Task description:
Exactly the lines from the one containing "Mark the region of each instance of the 1/800s" through the final line of the listing are to be retyped, and nothing more.

'''

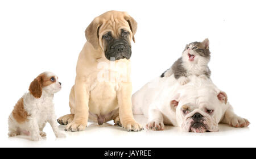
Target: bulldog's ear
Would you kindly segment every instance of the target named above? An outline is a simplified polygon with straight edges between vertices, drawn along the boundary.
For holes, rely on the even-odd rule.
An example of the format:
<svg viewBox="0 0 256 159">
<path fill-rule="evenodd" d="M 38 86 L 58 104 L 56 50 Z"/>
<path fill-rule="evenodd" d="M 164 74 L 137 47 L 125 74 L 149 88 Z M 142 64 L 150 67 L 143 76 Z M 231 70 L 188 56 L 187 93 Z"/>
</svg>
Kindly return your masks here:
<svg viewBox="0 0 256 159">
<path fill-rule="evenodd" d="M 221 102 L 223 102 L 226 104 L 228 102 L 228 96 L 225 92 L 221 91 L 217 95 L 217 97 Z"/>
<path fill-rule="evenodd" d="M 133 19 L 133 18 L 130 16 L 125 16 L 125 19 L 129 24 L 130 29 L 131 30 L 131 32 L 133 32 L 133 40 L 135 43 L 135 41 L 134 35 L 135 34 L 136 31 L 137 31 L 137 22 L 136 22 L 134 19 Z"/>
<path fill-rule="evenodd" d="M 171 106 L 171 108 L 172 110 L 174 111 L 176 110 L 176 108 L 177 108 L 177 106 L 179 104 L 179 102 L 180 101 L 179 98 L 180 98 L 180 94 L 178 94 L 176 95 L 175 95 L 171 101 L 170 103 L 170 106 Z"/>
<path fill-rule="evenodd" d="M 207 49 L 209 49 L 209 45 L 210 44 L 210 41 L 209 41 L 208 38 L 204 39 L 202 42 L 203 44 L 204 45 L 204 47 Z"/>
<path fill-rule="evenodd" d="M 101 25 L 102 22 L 96 18 L 85 30 L 86 40 L 93 46 L 95 49 L 97 49 L 100 45 L 98 31 Z"/>
<path fill-rule="evenodd" d="M 38 77 L 30 83 L 28 90 L 36 98 L 40 98 L 42 96 L 42 78 Z"/>
</svg>

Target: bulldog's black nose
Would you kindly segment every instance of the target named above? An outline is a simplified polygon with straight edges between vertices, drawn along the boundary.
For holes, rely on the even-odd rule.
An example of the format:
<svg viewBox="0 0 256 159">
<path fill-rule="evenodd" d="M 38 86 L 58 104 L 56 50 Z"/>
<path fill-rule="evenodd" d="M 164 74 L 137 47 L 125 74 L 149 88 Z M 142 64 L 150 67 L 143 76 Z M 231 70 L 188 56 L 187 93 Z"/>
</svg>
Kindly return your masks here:
<svg viewBox="0 0 256 159">
<path fill-rule="evenodd" d="M 118 52 L 122 52 L 125 50 L 125 47 L 124 45 L 120 44 L 114 46 L 115 51 Z"/>
<path fill-rule="evenodd" d="M 201 118 L 202 117 L 203 117 L 203 115 L 201 114 L 200 114 L 199 112 L 196 112 L 192 116 L 193 118 L 197 118 L 197 119 Z"/>
</svg>

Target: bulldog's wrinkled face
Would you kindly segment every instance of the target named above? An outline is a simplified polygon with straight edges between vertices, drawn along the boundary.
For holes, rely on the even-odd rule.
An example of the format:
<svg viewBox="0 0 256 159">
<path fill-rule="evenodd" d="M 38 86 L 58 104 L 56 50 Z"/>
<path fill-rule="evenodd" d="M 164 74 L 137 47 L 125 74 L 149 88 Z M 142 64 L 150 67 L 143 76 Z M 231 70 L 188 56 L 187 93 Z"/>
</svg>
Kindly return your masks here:
<svg viewBox="0 0 256 159">
<path fill-rule="evenodd" d="M 119 30 L 117 35 L 114 35 L 113 31 L 104 34 L 102 39 L 106 58 L 112 61 L 130 59 L 131 56 L 130 36 L 130 32 L 125 28 Z"/>
<path fill-rule="evenodd" d="M 177 121 L 185 132 L 218 131 L 221 104 L 226 103 L 226 99 L 225 93 L 208 89 L 181 95 L 176 103 Z"/>
</svg>

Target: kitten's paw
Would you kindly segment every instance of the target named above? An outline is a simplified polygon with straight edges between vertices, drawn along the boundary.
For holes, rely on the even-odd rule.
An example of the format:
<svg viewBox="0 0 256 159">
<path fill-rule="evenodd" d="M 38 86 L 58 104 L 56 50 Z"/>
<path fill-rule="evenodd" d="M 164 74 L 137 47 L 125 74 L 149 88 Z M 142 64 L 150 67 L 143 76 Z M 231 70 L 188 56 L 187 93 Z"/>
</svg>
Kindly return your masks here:
<svg viewBox="0 0 256 159">
<path fill-rule="evenodd" d="M 41 137 L 46 137 L 46 133 L 45 133 L 43 131 L 40 131 L 40 136 L 41 136 Z"/>
<path fill-rule="evenodd" d="M 250 125 L 250 122 L 246 119 L 235 116 L 231 119 L 229 125 L 236 128 L 246 127 Z"/>
<path fill-rule="evenodd" d="M 189 78 L 184 76 L 180 77 L 177 80 L 181 85 L 185 85 L 189 82 Z"/>
<path fill-rule="evenodd" d="M 164 124 L 163 123 L 151 121 L 146 125 L 146 128 L 149 130 L 161 131 L 164 129 Z"/>
<path fill-rule="evenodd" d="M 58 137 L 58 138 L 66 137 L 66 135 L 64 133 L 61 133 L 61 132 L 58 132 L 58 133 L 55 133 L 55 136 L 56 136 L 56 137 Z"/>
</svg>

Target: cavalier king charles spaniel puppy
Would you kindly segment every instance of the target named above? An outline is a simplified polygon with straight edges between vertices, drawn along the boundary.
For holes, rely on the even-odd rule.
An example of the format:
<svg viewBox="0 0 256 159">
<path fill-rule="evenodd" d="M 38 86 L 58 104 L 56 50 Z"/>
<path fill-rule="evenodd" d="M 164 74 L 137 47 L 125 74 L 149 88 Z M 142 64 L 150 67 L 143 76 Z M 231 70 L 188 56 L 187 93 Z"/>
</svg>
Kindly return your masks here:
<svg viewBox="0 0 256 159">
<path fill-rule="evenodd" d="M 35 78 L 29 91 L 19 99 L 10 115 L 8 135 L 23 133 L 30 135 L 33 141 L 39 141 L 46 136 L 43 129 L 49 122 L 56 137 L 65 137 L 57 127 L 53 102 L 53 94 L 61 89 L 61 83 L 51 72 L 44 72 Z"/>
</svg>

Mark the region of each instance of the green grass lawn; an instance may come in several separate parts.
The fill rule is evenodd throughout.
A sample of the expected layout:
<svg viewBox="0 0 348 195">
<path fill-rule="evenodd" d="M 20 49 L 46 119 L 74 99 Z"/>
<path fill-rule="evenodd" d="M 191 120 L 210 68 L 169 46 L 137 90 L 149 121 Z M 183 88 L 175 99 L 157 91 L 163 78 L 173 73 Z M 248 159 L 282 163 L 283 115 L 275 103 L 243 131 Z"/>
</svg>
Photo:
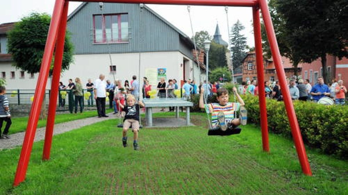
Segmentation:
<svg viewBox="0 0 348 195">
<path fill-rule="evenodd" d="M 174 113 L 156 114 L 172 116 Z M 199 126 L 142 129 L 140 150 L 121 144 L 111 119 L 55 136 L 52 159 L 41 159 L 35 143 L 25 182 L 12 185 L 20 148 L 0 151 L 0 194 L 347 194 L 348 163 L 307 149 L 313 177 L 302 173 L 292 141 L 270 134 L 271 152 L 262 151 L 260 129 L 208 136 L 204 113 Z"/>
<path fill-rule="evenodd" d="M 108 113 L 112 111 L 112 109 L 108 109 L 106 111 L 106 112 Z M 57 124 L 71 120 L 95 117 L 97 115 L 96 110 L 85 111 L 82 113 L 77 114 L 69 113 L 56 115 L 54 123 L 55 124 Z M 8 134 L 13 134 L 25 131 L 28 124 L 28 119 L 27 117 L 11 118 L 11 119 L 12 121 L 12 124 L 10 128 Z M 38 128 L 46 126 L 47 122 L 46 120 L 39 120 L 38 122 Z M 5 125 L 3 125 L 2 128 L 5 127 Z"/>
</svg>

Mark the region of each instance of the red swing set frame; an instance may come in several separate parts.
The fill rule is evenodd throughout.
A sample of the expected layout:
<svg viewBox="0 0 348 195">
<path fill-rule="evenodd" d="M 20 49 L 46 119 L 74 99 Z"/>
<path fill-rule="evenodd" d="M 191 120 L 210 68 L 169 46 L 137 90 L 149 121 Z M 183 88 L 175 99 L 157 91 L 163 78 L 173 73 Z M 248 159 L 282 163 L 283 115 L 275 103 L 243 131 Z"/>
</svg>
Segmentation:
<svg viewBox="0 0 348 195">
<path fill-rule="evenodd" d="M 264 79 L 259 14 L 259 10 L 261 9 L 277 76 L 279 79 L 280 87 L 283 91 L 286 113 L 302 171 L 306 175 L 312 175 L 311 171 L 303 145 L 297 119 L 290 96 L 288 88 L 287 86 L 285 73 L 282 65 L 280 55 L 266 0 L 56 0 L 41 64 L 40 74 L 37 84 L 32 107 L 29 115 L 25 135 L 15 177 L 14 186 L 19 185 L 21 182 L 24 181 L 25 178 L 36 127 L 45 95 L 45 86 L 47 82 L 50 62 L 55 46 L 54 63 L 51 86 L 51 93 L 49 100 L 48 118 L 46 124 L 42 155 L 43 160 L 49 159 L 57 105 L 56 97 L 58 95 L 58 84 L 62 69 L 63 49 L 64 47 L 64 40 L 69 1 L 252 7 L 256 53 L 258 82 L 262 84 L 264 82 Z M 267 110 L 266 109 L 264 86 L 263 85 L 260 85 L 259 87 L 260 94 L 259 98 L 262 147 L 264 151 L 269 152 Z"/>
</svg>

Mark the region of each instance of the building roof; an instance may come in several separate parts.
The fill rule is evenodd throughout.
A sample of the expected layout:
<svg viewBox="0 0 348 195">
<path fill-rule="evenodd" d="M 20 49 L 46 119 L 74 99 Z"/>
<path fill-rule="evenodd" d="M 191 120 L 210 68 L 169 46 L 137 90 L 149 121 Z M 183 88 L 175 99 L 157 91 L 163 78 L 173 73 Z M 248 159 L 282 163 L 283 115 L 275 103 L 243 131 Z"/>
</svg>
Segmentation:
<svg viewBox="0 0 348 195">
<path fill-rule="evenodd" d="M 6 34 L 15 27 L 15 22 L 4 23 L 0 24 L 0 34 Z"/>
<path fill-rule="evenodd" d="M 70 14 L 69 16 L 68 16 L 68 20 L 69 21 L 69 20 L 71 18 L 73 17 L 76 14 L 77 12 L 78 12 L 81 9 L 82 9 L 82 8 L 84 7 L 85 7 L 85 6 L 86 6 L 87 4 L 87 3 L 89 3 L 89 2 L 84 2 L 83 3 L 81 3 L 81 5 L 80 5 L 80 6 L 77 7 L 77 8 L 75 10 L 74 10 L 72 12 L 71 14 Z M 181 31 L 179 30 L 179 28 L 176 28 L 176 27 L 174 26 L 174 25 L 171 24 L 170 23 L 167 21 L 167 20 L 166 20 L 166 19 L 164 19 L 163 17 L 160 16 L 159 14 L 155 12 L 153 10 L 151 9 L 150 8 L 146 6 L 145 5 L 144 5 L 144 8 L 146 9 L 148 11 L 149 11 L 150 12 L 151 12 L 151 13 L 152 14 L 153 14 L 156 16 L 157 17 L 159 18 L 161 20 L 165 23 L 167 24 L 168 26 L 171 27 L 173 29 L 174 29 L 177 32 L 177 33 L 179 34 L 180 36 L 180 38 L 182 40 L 183 40 L 183 41 L 185 41 L 187 43 L 188 43 L 190 47 L 191 48 L 191 49 L 194 48 L 194 44 L 193 44 L 193 42 L 192 41 L 192 40 L 191 40 L 191 38 L 190 38 L 188 36 L 185 34 L 185 33 L 184 33 L 182 32 Z"/>
<path fill-rule="evenodd" d="M 216 24 L 216 27 L 215 29 L 215 34 L 214 34 L 213 40 L 214 42 L 218 44 L 228 46 L 228 43 L 223 40 L 222 37 L 221 37 L 221 34 L 220 34 L 220 30 L 219 29 L 219 24 Z"/>
</svg>

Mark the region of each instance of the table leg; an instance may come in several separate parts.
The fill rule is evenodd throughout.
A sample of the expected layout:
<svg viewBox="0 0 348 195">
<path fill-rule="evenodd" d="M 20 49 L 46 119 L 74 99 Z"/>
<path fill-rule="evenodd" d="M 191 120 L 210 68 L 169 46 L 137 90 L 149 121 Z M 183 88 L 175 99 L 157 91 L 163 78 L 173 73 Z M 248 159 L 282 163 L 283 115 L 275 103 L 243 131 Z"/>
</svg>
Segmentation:
<svg viewBox="0 0 348 195">
<path fill-rule="evenodd" d="M 179 118 L 179 108 L 177 106 L 175 107 L 175 117 L 177 118 Z"/>
<path fill-rule="evenodd" d="M 148 127 L 152 127 L 152 107 L 147 108 L 146 121 Z"/>
<path fill-rule="evenodd" d="M 186 107 L 186 125 L 190 125 L 190 107 Z"/>
</svg>

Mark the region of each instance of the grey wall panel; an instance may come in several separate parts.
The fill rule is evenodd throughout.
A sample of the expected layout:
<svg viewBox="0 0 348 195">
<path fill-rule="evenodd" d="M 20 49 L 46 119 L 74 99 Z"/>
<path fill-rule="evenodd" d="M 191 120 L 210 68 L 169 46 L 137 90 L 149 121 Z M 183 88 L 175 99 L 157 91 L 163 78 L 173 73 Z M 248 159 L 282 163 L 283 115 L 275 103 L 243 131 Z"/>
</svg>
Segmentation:
<svg viewBox="0 0 348 195">
<path fill-rule="evenodd" d="M 141 13 L 138 4 L 104 3 L 103 13 L 128 13 L 129 43 L 93 43 L 93 15 L 101 12 L 97 3 L 88 3 L 71 17 L 68 28 L 77 54 L 120 53 L 143 51 L 181 51 L 188 53 L 180 42 L 177 31 L 144 8 Z"/>
</svg>

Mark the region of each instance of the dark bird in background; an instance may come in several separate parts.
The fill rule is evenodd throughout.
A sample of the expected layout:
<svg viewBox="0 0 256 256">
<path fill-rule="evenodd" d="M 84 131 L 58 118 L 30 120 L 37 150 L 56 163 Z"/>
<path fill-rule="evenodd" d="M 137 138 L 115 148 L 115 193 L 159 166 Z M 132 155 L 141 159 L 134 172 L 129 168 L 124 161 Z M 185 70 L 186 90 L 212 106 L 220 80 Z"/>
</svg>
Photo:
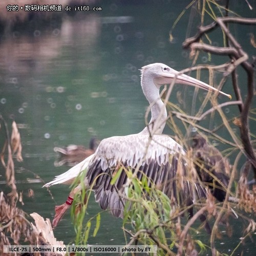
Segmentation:
<svg viewBox="0 0 256 256">
<path fill-rule="evenodd" d="M 199 134 L 192 140 L 194 164 L 201 181 L 219 201 L 225 200 L 229 182 L 229 164 L 217 148 Z"/>
<path fill-rule="evenodd" d="M 73 166 L 94 154 L 99 143 L 99 140 L 96 138 L 92 138 L 90 141 L 89 148 L 77 145 L 69 145 L 65 147 L 55 147 L 53 150 L 59 154 L 59 161 L 56 161 L 54 165 L 60 166 L 65 164 Z"/>
</svg>

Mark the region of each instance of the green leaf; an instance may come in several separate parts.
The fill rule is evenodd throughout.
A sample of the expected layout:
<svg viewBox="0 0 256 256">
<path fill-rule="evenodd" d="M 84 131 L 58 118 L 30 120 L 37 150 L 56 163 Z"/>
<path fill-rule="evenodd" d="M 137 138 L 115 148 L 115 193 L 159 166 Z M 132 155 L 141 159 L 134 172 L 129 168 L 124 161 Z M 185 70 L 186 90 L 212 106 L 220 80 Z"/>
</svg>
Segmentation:
<svg viewBox="0 0 256 256">
<path fill-rule="evenodd" d="M 88 240 L 88 238 L 89 237 L 89 232 L 90 232 L 90 230 L 91 229 L 91 226 L 92 225 L 92 223 L 91 223 L 91 221 L 88 221 L 86 224 L 86 232 L 84 234 L 84 239 L 83 240 L 84 242 L 86 243 L 87 242 L 87 240 Z"/>
<path fill-rule="evenodd" d="M 100 226 L 100 214 L 98 214 L 96 217 L 96 224 L 95 225 L 95 228 L 94 228 L 94 230 L 93 230 L 93 236 L 94 238 L 96 237 L 98 230 L 99 229 Z"/>
</svg>

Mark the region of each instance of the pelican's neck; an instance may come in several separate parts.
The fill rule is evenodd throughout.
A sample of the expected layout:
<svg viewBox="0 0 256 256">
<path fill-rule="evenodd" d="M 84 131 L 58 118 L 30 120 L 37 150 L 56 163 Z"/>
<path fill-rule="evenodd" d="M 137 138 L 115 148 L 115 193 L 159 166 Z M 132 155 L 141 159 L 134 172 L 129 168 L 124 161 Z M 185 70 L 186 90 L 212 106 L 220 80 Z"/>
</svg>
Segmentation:
<svg viewBox="0 0 256 256">
<path fill-rule="evenodd" d="M 142 76 L 141 87 L 150 103 L 151 119 L 148 125 L 140 134 L 161 134 L 165 126 L 167 112 L 160 97 L 160 86 L 157 87 L 152 77 Z"/>
</svg>

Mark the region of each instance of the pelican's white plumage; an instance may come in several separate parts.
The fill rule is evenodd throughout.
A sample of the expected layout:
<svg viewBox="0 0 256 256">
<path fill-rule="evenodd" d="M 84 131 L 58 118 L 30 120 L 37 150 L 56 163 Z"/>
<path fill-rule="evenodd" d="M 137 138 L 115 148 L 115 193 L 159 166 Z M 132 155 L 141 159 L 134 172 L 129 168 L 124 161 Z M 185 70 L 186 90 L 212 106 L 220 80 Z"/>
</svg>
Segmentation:
<svg viewBox="0 0 256 256">
<path fill-rule="evenodd" d="M 164 104 L 160 98 L 159 90 L 165 84 L 174 82 L 188 84 L 217 92 L 230 97 L 208 84 L 171 69 L 164 64 L 155 63 L 142 68 L 141 87 L 150 104 L 151 119 L 149 124 L 140 133 L 126 136 L 112 137 L 103 140 L 95 153 L 66 173 L 57 176 L 46 185 L 70 184 L 81 171 L 87 172 L 85 183 L 95 191 L 95 198 L 103 209 L 109 207 L 112 213 L 122 217 L 124 195 L 124 185 L 127 177 L 122 172 L 114 185 L 112 177 L 120 166 L 139 169 L 137 177 L 142 173 L 169 197 L 173 196 L 185 205 L 191 204 L 195 193 L 190 184 L 184 181 L 187 169 L 185 152 L 179 144 L 168 136 L 161 135 L 167 119 Z M 179 174 L 178 173 L 179 173 Z M 181 175 L 178 177 L 177 175 Z M 180 178 L 179 179 L 179 178 Z M 177 190 L 178 183 L 183 182 Z M 200 185 L 195 184 L 199 196 L 205 194 Z M 181 194 L 177 196 L 177 193 Z M 121 197 L 120 197 L 121 195 Z M 61 209 L 63 208 L 62 207 Z M 61 215 L 65 211 L 62 210 Z M 57 224 L 60 214 L 56 211 Z"/>
</svg>

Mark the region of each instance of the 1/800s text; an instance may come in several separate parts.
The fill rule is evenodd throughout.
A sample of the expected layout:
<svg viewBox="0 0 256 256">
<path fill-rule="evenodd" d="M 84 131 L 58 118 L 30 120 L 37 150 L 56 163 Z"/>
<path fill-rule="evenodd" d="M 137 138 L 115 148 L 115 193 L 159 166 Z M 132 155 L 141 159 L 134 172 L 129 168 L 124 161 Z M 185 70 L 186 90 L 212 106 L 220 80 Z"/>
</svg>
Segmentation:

'''

Result of the exercise:
Mark the region of each instance of the 1/800s text; an instance may come in several separate parts.
The fill rule is evenodd throughout.
A sample of the expected layout:
<svg viewBox="0 0 256 256">
<path fill-rule="evenodd" d="M 84 131 L 58 118 L 30 120 L 37 150 L 56 163 Z"/>
<path fill-rule="evenodd" d="M 137 138 L 115 148 L 115 193 L 159 166 Z M 132 155 L 141 159 L 134 172 L 129 168 L 124 161 Z M 185 70 L 186 90 L 212 106 L 220 80 Z"/>
</svg>
Segmentation:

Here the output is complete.